SELECTED TEXT:
□ □ □ □ □ □ □

Case Blog - International Journal of Clinical & Medical Images (2015) Volume 2, Issue 5
Author(s): Maria Fincati, Alexander KC Leung* and Benjamin Barankin
A 28 year-old woman presented with an erythematous, soft, dome shaped, red papule surrounded by a “collar” with a smooth friable surface on the right middle finger. The papule was asymptomatic, tended to bleed freely and had grown rapidly over the past three weeks. Pyogenic granuloma, also known as lobular capillary hemangioma, is a common, idiopathic, and acquired benign vascular tumor of skin or mucosa. Cutaneous lesions comprise approximately 0.5% of all skin nodules in children with a mean age of onset of 6.7 years. Adult incidence peaks in the third decade. Mucosal lesions termed granuloma gravidarum appear in 2 to 5% of pregnancies typically in the second and third trimester. Reactive response to trauma (e.g. ingrown nails), female sex hormones, and medications such as isotretinoin, may have a role to play in the pathogenesis. Clinically, pyogenic granuloma presents as a soft, dome-shaped papule/nodule or a sessile or pedunculated papule/nodule with a smooth, glistening, erosive, or friable surface. The color is usually bright red to dusky red initially. With time, the vascularity decreases and the lesion tends to become more collagenized and pink. Characteristically, the lesion is asymptomatic and painless. Due to its pronounced vascularity, pyogenic granuloma tends to bleed and ulcerate even with very minor trauma. Cutaneous lesions are commonly present located on the head and neck, trunk, and extremities, especially the fingers. Mucosal lesions are commonly oral and gingival. Nasal lesions are typically septal. Pyogenic granulomas rarely occur in the gastrointestinal tract, genital urinary tract, and the CNS.
Diagnosis is mainly clinical; consider referral to a dermatologist if diagnosis is in doubt and for treatment. Dermoscopy reveals a red homogeneous area and white scaly collarette. Although cutaneous pyogenic granuloma have no malignant potential, biopsy is warranted if the diagnosis is in doubt to rule out amelanocytic melanoma. Histopathology reveals a central feeder vessel surrounded by a proliferation of capillaries with areas of regression and extensive fibrosis. Pregnancy related lesions generally resolve spontaneously after childbirth, although many women still choose to have their lesions treated. Surgical excision affords a pathological specimen, has the lowest recurrence rate, and is the treatment of choice. Other treatment options include laser surgery, electrodessication, curettage, cryotherapy, topical silver nitrate, and topical imiquimod. Recurrences may occur largely attributed to inadequate primary destruction.

□ □ □ □ □ □ □

EXTRACTED DATA:
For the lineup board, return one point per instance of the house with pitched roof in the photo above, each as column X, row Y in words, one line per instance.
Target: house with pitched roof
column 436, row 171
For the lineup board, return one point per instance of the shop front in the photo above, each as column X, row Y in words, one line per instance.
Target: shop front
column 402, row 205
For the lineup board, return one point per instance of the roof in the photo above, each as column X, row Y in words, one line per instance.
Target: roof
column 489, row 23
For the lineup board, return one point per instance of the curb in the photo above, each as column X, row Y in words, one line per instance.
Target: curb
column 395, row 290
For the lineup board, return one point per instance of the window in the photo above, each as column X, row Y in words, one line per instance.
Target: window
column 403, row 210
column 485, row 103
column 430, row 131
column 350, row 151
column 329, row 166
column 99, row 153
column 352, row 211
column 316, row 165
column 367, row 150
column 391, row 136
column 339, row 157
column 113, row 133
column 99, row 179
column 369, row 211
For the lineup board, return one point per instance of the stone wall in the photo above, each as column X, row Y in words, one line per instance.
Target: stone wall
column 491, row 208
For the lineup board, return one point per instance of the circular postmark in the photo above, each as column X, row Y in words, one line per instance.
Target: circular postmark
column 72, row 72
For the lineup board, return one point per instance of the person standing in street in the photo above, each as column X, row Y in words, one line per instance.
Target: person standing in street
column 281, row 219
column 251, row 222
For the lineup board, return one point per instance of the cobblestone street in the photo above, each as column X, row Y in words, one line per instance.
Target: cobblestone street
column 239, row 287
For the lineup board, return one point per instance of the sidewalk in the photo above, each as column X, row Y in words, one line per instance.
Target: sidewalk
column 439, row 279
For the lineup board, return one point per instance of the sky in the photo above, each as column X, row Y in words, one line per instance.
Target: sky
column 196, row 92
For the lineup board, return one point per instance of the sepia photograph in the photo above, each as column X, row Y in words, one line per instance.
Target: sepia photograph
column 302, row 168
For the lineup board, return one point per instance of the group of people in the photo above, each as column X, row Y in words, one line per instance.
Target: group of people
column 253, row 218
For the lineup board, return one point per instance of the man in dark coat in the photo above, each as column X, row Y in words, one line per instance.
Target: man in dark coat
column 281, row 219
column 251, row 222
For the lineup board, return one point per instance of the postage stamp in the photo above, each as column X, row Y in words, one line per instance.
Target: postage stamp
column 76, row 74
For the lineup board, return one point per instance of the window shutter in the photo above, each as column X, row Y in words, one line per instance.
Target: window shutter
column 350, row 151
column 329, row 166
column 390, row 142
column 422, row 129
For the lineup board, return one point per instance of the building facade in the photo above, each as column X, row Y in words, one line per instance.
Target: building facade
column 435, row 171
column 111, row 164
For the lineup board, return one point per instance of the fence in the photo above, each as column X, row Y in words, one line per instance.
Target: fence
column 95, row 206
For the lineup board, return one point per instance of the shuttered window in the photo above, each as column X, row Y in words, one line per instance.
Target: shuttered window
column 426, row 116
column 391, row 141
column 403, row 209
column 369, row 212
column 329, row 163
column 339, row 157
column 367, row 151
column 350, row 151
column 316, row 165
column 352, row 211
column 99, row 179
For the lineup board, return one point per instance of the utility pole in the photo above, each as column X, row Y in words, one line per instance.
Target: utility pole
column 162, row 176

□ □ □ □ □ □ □

EXERCISE DIRECTIONS:
In the case report on pyogenic granuloma, which treatment is named as the treatment of choice?

ANSWER SECTION:
Surgical excision